**Tasks to carry out:**
A. Summarize the retirement savings text in three sentences.
B. According to the retirement savings text, in which product forms can annuities be purchased? List them all.

**Text section:**
Of course, you may be required to take required minimum distributions (RMDs), and you may also depend on retirement withdrawals to fund your expenses. But following the popular 4% rule of thumb — plan on withdrawing 4% of your retirement savings each year — in early retirement could leave your money vulnerable during a bear market, Ibbotson argues. “Since you can’t predict when a downswing will occur, it’s best to be conservative during early retirement, when you don’t have the luxury of time and human capital potential to make up the difference,” he says.
Consider Alternate Retirement Income Streams To Ride Out A Market Downturn
In addition to de-risking your portfolio, it may be smart to consider alternate income streams that won’t make you overly dependent on portfolio withdrawals in early retirement, says Ibbotson. “There’s a longevity risk to consider as well, which means that you may need money to last for thirty plus years,” he says.
Some ways to mitigate longevity risk — and put yourself in a stronger position to ride out a potential bear market — include working into retirement to provide a source of cash flow (which may also eliminate the need to take out RMDs on your 401(k)), making sure you’re maximizing Social Security benefits or downshifting and earmarking that money as funds for your early retirement, giving your nest egg more time to grow. Depending on your circumstances, a HELOC or second mortgage taken in early retirement can also help safeguard your retirement savings, says Ibbotson. Even lowering your withdrawal rate slightly in the first years of retirement can protect your savings from a market downturn during those early years.
Consider “Laddering” Bonds And Annuities
While bonds may have lower rates of return than stocks, their low risk and guaranteed principal return can be one way to de-risk your portfolio. One strategy to consider is called a bond ladder, says Ibbotson. This is a set of bonds purchased specifically to mature in different years, so instead of investing in a single $100,000 bond, you might invest in ten $10,000 bonds. One might mature in one year, another in three, another in five and so on, diversifying cash flow and protecting against market dips.
The same is true for annuities. Annuities can be purchased over a period of years and purchased from an array of insurance companies, which can minimize the risks of market fluctuations or the underperformance of one insurer. Annuities can be purchased as a fixed, variable or hybrid product, with aspects of both fixed and variable annuities. One popular example of a hybrid annuity product is a fixed-indexed annuity (FIA). Fixed annuities guarantee both an interest rate — around 2.5 to 3.5% as of publication date — as well as the principal. Variable annuities are typically riskier, as neither the interest nor the principal is guaranteed. Meanwhile, a product such as an FIA guarantees a stated return on the investment along with an investment return based on market performance. As the annuity reaches the annuitization stage, this money can then be used as income.

**Items:**
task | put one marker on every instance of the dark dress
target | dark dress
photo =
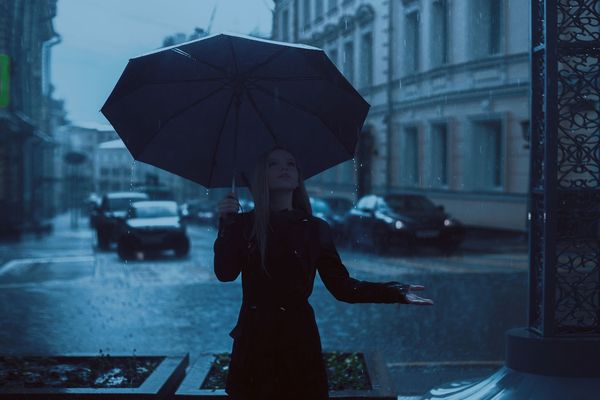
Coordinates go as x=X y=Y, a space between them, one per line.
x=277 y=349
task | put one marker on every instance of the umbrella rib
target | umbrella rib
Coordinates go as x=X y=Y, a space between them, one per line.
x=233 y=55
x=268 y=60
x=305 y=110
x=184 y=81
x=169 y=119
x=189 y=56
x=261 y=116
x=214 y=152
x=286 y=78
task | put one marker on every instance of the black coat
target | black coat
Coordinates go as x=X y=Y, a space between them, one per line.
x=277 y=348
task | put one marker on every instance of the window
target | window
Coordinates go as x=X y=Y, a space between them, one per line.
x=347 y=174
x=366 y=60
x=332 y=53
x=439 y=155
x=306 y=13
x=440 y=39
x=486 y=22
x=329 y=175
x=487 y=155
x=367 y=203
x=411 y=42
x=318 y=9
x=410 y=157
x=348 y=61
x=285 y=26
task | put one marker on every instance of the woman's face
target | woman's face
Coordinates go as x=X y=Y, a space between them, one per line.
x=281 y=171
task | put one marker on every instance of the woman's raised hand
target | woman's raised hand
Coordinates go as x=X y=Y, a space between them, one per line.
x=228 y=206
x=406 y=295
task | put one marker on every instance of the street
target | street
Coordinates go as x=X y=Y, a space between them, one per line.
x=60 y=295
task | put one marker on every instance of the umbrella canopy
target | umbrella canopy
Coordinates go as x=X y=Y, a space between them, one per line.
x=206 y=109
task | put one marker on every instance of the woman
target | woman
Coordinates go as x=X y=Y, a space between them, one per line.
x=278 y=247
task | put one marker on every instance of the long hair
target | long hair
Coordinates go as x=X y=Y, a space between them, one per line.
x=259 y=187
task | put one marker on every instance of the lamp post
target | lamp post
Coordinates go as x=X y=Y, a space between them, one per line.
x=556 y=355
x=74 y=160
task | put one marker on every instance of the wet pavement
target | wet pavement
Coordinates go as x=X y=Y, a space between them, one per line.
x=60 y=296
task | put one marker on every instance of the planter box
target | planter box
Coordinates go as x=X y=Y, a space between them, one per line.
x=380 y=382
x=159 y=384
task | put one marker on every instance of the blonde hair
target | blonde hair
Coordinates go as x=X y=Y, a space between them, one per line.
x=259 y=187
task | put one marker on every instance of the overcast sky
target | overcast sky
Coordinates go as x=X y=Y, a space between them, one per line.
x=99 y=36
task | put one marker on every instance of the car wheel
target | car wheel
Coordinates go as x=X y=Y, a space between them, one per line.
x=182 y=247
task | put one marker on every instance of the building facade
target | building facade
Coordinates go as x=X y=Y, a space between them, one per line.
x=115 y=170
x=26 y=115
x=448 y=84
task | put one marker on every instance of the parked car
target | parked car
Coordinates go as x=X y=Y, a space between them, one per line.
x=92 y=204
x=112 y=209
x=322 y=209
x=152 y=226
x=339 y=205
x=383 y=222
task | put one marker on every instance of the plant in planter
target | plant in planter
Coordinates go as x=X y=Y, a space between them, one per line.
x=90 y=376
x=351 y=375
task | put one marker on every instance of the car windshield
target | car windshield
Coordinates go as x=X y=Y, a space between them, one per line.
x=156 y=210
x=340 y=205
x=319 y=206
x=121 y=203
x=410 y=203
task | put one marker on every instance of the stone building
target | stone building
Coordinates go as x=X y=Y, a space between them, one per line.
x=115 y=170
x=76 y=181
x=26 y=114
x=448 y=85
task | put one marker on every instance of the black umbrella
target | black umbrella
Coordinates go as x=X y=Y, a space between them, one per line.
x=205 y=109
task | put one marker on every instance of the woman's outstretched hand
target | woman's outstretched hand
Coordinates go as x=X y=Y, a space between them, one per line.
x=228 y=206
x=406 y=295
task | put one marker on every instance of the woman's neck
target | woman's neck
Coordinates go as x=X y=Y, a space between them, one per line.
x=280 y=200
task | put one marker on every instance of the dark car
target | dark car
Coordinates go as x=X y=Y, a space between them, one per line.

**Results of the tasks:**
A. Ibbotson argues that following the 4% rule in early retirement could leave savings vulnerable during a bear market, so it's best to be conservative in those years. He suggests alternate income streams that reduce dependence on portfolio withdrawals and mitigate longevity risk, such as working into retirement, maximizing Social Security benefits, or, depending on circumstances, a HELOC or second mortgage; even slightly lowering the withdrawal rate in the first years can help. Laddering bonds so they mature in different years, and buying annuities over a period of years from several insurance companies, are further ways to de-risk a portfolio and protect against market dips.

B.
- Fixed
- Variable
- Hybrid